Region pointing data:
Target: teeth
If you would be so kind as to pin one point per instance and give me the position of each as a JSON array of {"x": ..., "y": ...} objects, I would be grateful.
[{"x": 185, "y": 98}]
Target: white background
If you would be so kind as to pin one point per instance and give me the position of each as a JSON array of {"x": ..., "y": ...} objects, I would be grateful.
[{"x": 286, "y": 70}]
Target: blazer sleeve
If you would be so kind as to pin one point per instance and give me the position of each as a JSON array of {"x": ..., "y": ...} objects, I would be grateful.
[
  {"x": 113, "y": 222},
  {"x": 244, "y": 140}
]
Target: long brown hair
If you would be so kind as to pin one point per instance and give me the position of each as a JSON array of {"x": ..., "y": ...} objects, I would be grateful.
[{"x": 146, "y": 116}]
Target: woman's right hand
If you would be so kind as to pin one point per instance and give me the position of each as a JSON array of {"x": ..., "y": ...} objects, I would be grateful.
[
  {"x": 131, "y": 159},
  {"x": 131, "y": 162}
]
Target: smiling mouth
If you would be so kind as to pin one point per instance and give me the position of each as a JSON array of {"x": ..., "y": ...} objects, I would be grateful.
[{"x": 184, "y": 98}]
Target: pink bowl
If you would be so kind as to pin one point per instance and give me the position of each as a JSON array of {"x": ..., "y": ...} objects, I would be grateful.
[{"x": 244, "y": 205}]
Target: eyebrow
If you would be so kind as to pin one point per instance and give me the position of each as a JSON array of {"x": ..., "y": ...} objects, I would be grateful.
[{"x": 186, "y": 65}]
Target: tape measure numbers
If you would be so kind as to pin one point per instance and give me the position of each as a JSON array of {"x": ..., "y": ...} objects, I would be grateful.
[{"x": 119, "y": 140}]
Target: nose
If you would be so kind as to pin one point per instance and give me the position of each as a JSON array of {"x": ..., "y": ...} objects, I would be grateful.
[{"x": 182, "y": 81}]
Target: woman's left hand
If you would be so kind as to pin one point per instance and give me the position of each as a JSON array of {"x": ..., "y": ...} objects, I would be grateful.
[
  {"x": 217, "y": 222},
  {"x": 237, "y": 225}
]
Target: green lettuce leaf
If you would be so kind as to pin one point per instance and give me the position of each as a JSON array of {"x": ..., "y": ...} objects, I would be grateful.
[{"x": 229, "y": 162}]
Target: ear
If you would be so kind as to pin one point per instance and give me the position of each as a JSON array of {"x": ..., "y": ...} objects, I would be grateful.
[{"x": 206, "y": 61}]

__TASK TO COMPLETE__.
Return each line of the records above in which the word "hand" occurs.

__SOLUTION FOR THIS EXERCISE__.
Target: woman's right hand
Target: woman's left hand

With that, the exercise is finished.